[Set problem] Print every one of the rows below verbatim, keeping their order.

** Begin **

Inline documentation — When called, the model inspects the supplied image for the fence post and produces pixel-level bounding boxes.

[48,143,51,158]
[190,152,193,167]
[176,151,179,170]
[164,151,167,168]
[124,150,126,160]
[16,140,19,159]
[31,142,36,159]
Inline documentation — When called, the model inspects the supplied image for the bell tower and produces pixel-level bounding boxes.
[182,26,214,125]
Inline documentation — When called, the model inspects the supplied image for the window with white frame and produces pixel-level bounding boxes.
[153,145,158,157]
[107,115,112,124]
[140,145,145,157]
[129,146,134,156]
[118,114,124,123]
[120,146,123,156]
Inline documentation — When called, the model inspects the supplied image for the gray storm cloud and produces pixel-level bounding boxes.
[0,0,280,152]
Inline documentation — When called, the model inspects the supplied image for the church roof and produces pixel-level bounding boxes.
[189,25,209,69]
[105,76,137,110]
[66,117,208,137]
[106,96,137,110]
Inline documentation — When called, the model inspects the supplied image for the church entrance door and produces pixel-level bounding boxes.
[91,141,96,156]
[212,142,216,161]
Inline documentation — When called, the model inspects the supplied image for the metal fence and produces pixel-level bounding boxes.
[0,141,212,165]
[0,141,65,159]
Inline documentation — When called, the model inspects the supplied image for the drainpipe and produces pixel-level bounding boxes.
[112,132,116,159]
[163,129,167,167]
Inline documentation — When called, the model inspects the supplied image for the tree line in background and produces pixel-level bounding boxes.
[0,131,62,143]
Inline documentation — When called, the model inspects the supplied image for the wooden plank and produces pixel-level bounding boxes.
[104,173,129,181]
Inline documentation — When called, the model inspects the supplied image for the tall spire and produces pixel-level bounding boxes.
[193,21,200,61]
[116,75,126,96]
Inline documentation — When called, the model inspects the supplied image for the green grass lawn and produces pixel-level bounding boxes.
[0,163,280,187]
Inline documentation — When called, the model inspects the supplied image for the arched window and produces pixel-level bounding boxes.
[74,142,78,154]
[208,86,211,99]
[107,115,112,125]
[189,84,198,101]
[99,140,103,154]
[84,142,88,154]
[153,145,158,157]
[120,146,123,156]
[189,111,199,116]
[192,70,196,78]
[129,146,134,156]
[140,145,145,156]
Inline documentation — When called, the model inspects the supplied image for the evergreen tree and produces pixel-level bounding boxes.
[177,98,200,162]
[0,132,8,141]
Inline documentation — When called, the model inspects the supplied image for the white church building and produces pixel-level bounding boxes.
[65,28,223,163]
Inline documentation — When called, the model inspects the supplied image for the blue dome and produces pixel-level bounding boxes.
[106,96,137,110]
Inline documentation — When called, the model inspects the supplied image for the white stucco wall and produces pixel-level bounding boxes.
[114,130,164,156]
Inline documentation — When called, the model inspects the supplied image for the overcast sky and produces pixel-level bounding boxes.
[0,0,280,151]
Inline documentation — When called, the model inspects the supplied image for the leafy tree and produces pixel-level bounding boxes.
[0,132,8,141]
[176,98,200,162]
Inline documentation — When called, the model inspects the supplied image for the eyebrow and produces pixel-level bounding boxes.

** End **

[Expected output]
Inline documentation — When called, the model inspects the supplied image for the fence post and produces pixel-level bounding boxes.

[48,143,51,158]
[190,152,193,167]
[176,151,179,170]
[164,151,167,168]
[124,150,126,160]
[16,140,19,159]
[31,142,36,159]
Inline documentation — When called, the model inspects the supplied image for the bell tower and produces pixel-level bounding boxes.
[182,26,214,125]
Inline documentation — When called, the model inspects the supplied image for the window with white frame and produces pixel-level bounding boxes.
[153,145,158,157]
[107,115,112,124]
[140,145,145,157]
[129,146,134,156]
[118,114,124,123]
[120,146,123,156]
Inline documentation — When called, the model inspects the supplied image for the gray storm cloud and produces pixel-level bounding boxes.
[0,0,280,152]
Inline documentation — When called, the model inspects the supplied image for the church roof and produces pixel-level bounding boxes.
[189,25,209,69]
[105,76,137,110]
[66,117,208,137]
[106,96,137,110]
Inline documentation — When called, the model inspects the supplied image for the church entrance door and produces pixel-level bounding boxes.
[91,141,96,156]
[212,142,216,161]
Inline documentation — When called, the model inspects the supplied image for the metal fence and produces pixel-level bounding boxes.
[0,141,212,165]
[0,141,65,159]
Inline documentation — When called, the model inspects the supplied image for the drainpipe and produces pixel-level bounding boxes.
[112,132,116,159]
[163,129,167,167]
Inline documentation — When called, the model inspects the supplied image for the tree line in background and produces pixel-level bounding boxes.
[0,131,62,143]
Inline documentation — When called, the model inspects the supplied image for the wooden plank and produces pixel-level bounding boxes.
[104,173,129,181]
Inline documentation — When called, the model inspects the supplied image for the tall spire and produces pixel-level bounding boxes.
[193,21,200,61]
[116,75,126,96]
Inline documentation — When called, the model inspects the supplied image for the green grass lawn and produces pixel-level bounding boxes.
[0,163,280,187]
Inline documentation — When called, the model inspects the supplied image for the arched window and produces pixel-level bounding boxes.
[74,142,78,154]
[208,86,211,99]
[107,115,112,125]
[189,84,198,101]
[99,140,103,154]
[84,142,88,154]
[153,145,158,157]
[120,146,123,156]
[189,111,199,116]
[192,70,196,78]
[129,146,134,156]
[140,145,145,156]
Inline documentation — When called, the model inspects the supplied image for the evergreen tree and produces pixel-level bounding boxes.
[177,98,200,162]
[0,132,8,141]
Inline documentation — When called, the model inspects the supplied image for the white church building and produces pixel-level bounding boxes.
[65,28,223,163]
Inline documentation — When called, the model inspects the supplied image for the blue dome and produces pixel-level bounding boxes.
[106,96,137,110]
Inline documentation — When called, the model inspects the supplied image for the white stucco wall and produces pixel-level bounding boxes.
[114,130,164,156]
Inline documentation — When called, the model inspects the supplied image for the overcast sky and produces pixel-level bounding boxes.
[0,0,280,151]
Inline documentation — When called, the model inspects the supplied image for the leafy tree and produces pixel-level bounding boxes.
[0,132,8,141]
[176,98,200,162]
Inline documentation — When called, the model inspects the supplied image for the eyebrow and produces pixel-level bounding boxes.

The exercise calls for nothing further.